++++ Material provided
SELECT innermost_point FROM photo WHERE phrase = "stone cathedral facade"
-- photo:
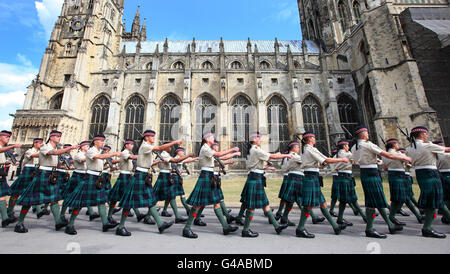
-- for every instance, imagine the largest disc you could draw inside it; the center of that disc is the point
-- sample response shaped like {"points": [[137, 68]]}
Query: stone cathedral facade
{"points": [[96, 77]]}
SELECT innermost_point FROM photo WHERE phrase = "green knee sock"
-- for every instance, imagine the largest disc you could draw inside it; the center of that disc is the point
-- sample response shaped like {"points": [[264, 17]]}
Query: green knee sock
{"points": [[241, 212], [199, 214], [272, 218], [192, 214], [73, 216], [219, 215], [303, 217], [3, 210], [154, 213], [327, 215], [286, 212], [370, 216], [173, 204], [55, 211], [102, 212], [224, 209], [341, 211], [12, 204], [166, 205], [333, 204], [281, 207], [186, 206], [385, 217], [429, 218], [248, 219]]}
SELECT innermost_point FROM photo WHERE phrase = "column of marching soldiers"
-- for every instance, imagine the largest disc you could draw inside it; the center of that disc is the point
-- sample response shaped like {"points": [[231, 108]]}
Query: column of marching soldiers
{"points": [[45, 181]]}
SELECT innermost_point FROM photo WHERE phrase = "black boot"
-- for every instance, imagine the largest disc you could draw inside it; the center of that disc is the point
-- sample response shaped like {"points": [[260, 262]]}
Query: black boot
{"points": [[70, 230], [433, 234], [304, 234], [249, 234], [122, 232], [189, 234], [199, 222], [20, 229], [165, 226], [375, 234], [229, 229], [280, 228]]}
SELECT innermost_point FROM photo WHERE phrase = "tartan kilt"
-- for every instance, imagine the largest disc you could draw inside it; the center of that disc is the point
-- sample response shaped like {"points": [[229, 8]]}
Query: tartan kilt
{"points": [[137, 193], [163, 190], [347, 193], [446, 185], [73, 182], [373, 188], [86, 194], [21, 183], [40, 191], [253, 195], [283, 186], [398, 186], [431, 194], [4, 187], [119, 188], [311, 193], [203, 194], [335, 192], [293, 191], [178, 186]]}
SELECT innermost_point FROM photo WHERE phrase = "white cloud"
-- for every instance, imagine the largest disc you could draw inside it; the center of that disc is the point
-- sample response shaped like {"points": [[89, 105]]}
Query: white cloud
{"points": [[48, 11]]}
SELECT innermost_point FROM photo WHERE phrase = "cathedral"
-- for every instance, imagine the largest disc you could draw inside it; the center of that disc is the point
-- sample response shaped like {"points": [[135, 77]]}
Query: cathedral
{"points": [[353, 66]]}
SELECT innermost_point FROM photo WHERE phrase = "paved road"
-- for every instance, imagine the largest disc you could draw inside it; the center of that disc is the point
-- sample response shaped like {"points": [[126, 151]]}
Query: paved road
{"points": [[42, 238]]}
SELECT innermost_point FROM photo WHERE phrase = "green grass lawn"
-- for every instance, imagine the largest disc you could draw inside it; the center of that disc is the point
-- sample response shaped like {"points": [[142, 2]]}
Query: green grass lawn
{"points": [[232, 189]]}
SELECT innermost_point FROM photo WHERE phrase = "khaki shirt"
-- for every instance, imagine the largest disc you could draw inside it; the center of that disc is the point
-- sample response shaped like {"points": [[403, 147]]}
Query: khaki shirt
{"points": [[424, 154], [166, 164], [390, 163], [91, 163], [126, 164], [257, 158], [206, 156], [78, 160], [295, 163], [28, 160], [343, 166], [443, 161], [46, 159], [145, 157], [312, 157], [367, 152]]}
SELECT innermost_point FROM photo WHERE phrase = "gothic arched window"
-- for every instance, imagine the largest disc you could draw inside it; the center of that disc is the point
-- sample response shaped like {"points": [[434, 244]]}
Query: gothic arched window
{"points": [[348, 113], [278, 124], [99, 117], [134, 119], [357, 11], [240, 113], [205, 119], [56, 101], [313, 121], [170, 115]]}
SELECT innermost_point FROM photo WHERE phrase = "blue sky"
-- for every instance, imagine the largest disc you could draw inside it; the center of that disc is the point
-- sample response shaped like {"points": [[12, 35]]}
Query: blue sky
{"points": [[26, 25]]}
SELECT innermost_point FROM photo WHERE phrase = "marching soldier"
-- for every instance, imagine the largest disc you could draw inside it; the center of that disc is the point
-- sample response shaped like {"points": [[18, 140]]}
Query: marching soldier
++++++++
What to produce:
Copy out every one of the lines above, word for word, and leave the pictures out.

Solution for this task:
SELECT innermost_point FROM photo WHERE phrase = "stone cathedral facade"
-- photo:
-- for every instance, imagine the largest disc you could draw inside it; the center of that disc is the point
-- sample response shaped like {"points": [[137, 68]]}
Query: stone cathedral facade
{"points": [[96, 77]]}
SELECT innermost_point FROM photo WHERE phrase = "green knee sock"
-- for every instance, imagine the largest disc you could draw inside it; the center of that disc is the point
-- sample response shaped like {"points": [[264, 17]]}
Query: green knee sock
{"points": [[241, 212], [199, 214], [272, 218], [192, 214], [73, 216], [219, 215], [303, 217], [3, 210], [154, 213], [327, 215], [286, 212], [370, 216], [173, 204], [55, 211], [102, 212], [224, 209], [341, 211], [12, 204], [166, 205], [333, 204], [281, 207], [186, 206], [385, 217], [429, 218], [248, 219]]}
SELECT innermost_point FROM photo WHERE phrase = "column of marching soldiers"
-- for every instance, imagine the largest disc you could draw inside it; the center of that disc is the point
-- sample response shaped like {"points": [[231, 108]]}
Query: column of marching soldiers
{"points": [[45, 181]]}
SELECT innermost_point FROM photo WHERE phrase = "black boot"
-- for every instance, imagine the largest disc you could draw inside it; the center of that disc is the point
-- sample response shaped like {"points": [[260, 262]]}
Query: black boot
{"points": [[70, 230], [433, 234], [304, 234], [249, 234], [122, 232], [189, 234], [199, 222], [20, 229], [165, 226], [375, 234], [229, 229], [280, 228]]}
SELECT innermost_point FROM photo WHERE phrase = "tartan kilt"
-- for every instance, imagine the largest disc you could draw inside it; the center of that disc is the point
-- sample response shaped like {"points": [[229, 8]]}
Query: tartan kilt
{"points": [[137, 193], [163, 190], [347, 193], [446, 185], [73, 182], [373, 188], [86, 194], [21, 183], [40, 191], [253, 195], [283, 186], [398, 186], [431, 194], [4, 187], [119, 188], [311, 193], [203, 194], [335, 192], [293, 191], [178, 186]]}
SELECT innermost_point FROM photo WHERE phrase = "white cloud"
-- for every instance, imagine the largest disc you could draw inside it; the center of that disc is the point
-- sample response shaped like {"points": [[89, 105]]}
Query: white cloud
{"points": [[48, 11]]}
SELECT innermost_point FROM photo WHERE phrase = "cathedral"
-- for every instance, imagine the largest disc you could draw inside it; the center of that disc is the point
-- sample response shaped like {"points": [[135, 77]]}
Query: cathedral
{"points": [[353, 66]]}
SELECT innermost_point FROM photo WHERE phrase = "paved road"
-- for every instance, imagine the largest disc you could draw inside it; the center of that disc is the point
-- sample response shaped like {"points": [[126, 151]]}
Query: paved road
{"points": [[42, 238]]}
SELECT innermost_point FROM photo WHERE phrase = "green grass lawn"
-- for every instance, imagine the largest disc you could draw inside it; the center of that disc is the point
-- sample response shaped like {"points": [[142, 2]]}
Query: green grass lawn
{"points": [[232, 189]]}
SELECT innermost_point FROM photo WHERE phrase = "khaki shirt"
-- for every instance, imagine the largest disc you could draw inside it; the center of that disc is the point
-- sample response shaped like {"points": [[403, 147]]}
Query: khaki shirt
{"points": [[424, 154], [166, 164], [390, 163], [91, 163], [126, 164], [257, 158], [206, 156], [78, 160], [295, 163], [28, 160], [343, 166], [443, 161], [46, 159], [145, 157], [312, 157], [367, 152]]}
SELECT innermost_point FROM photo WHERE phrase = "gothic arched window"
-- for every instance, imagine the largest disc you could draw inside it; the center of that disc is the point
-- sample response shaped like {"points": [[434, 244]]}
Query: gothic arched window
{"points": [[348, 113], [278, 124], [99, 117], [134, 119], [357, 11], [240, 113], [205, 119], [56, 101], [313, 121], [170, 115]]}
SELECT innermost_point FROM photo WHERE phrase = "blue sky"
-- for every instance, imagine the largest disc you could draw inside it; the center of that disc is the point
-- sample response shaped like {"points": [[12, 35]]}
Query: blue sky
{"points": [[26, 25]]}
SELECT innermost_point FROM photo WHERE phrase = "marching soldier"
-- for every instance, imagine the largest disc you could draw inside it; the center of that disc is the point
-- sample response shaped like {"points": [[18, 140]]}
Query: marching soldier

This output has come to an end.